Start of EXERCISE INPUT
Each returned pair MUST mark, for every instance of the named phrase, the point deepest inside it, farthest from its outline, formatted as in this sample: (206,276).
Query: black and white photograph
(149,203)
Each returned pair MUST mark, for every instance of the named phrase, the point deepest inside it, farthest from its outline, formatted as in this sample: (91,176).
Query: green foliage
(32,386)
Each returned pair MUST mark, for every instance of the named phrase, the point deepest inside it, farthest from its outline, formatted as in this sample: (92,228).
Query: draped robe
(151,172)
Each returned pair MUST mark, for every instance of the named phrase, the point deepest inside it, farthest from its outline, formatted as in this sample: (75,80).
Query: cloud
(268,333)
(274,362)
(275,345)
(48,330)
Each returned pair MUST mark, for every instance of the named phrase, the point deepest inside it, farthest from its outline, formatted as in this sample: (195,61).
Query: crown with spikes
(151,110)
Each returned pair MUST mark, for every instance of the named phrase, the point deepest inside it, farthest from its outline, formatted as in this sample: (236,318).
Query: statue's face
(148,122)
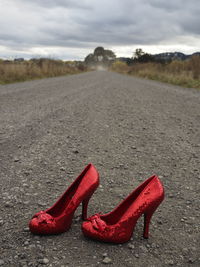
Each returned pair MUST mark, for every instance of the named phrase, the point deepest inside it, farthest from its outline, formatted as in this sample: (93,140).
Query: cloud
(65,24)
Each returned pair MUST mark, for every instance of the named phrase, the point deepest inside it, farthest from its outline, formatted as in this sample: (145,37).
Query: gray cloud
(88,23)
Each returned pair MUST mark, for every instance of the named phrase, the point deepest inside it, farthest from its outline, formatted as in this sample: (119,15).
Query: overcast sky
(71,29)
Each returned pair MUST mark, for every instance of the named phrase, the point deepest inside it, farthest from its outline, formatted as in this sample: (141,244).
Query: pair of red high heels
(116,226)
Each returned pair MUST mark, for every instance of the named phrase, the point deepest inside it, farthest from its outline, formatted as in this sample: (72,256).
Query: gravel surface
(129,128)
End of EXERCISE INPUT
All lines of the material that contain the word "point" should be listed.

RESULT BELOW:
Each returned pair MUST mark, for every instance of the named phrase, the point deepest inside it, farthest from its outline, formatted as in this sample: (206,276).
Each returned pair MUST mark, for every instance of the named phrase, the point deepest inside it, farthest from its outline, formatted as in this sample: (91,176).
Each returned pair MUST mark, for every instance of the named phrase, the point deepest inside it, farthest from its outline, formatted as in this sample: (92,228).
Each returned pair MUST mark, for every instance of the named phrase, the point deepest inside it, farthest from its outline, formatted as in this sample: (75,80).
Each returned pair MUST mark, for every instance of the named phrase, the point deepest inside it, farthest from its outline, formatted as in this sample: (195,61).
Each returned pair MUST mark, for every instance of the named phrase, the point deepest inside it, farthest from its outline, formatted as in this sample: (236,318).
Each returned pair MUST mark, for every instance of the named phrase, the point deepest inside it, farthest from its outline, formatted as in this sample: (93,140).
Each returned pair MUST mark, for every instance of the named phrase, the point deepest inside it, farthest from its outline, formatted as in this sample: (145,37).
Each returned pair MUST mark, for every instance of the named phrase, the point deepest inside it, farthest from its outline, formatted as in this sample: (119,15).
Each returned pair MUST mark, for every instance of the named phrase, the point deepest inside it, farthest from its outline, formatted as in this sample: (141,244).
Each returned pair MUST mark, for every instance of the named phrase, the point deepest inside it, farthest from its outline, formatted as in this sample: (72,256).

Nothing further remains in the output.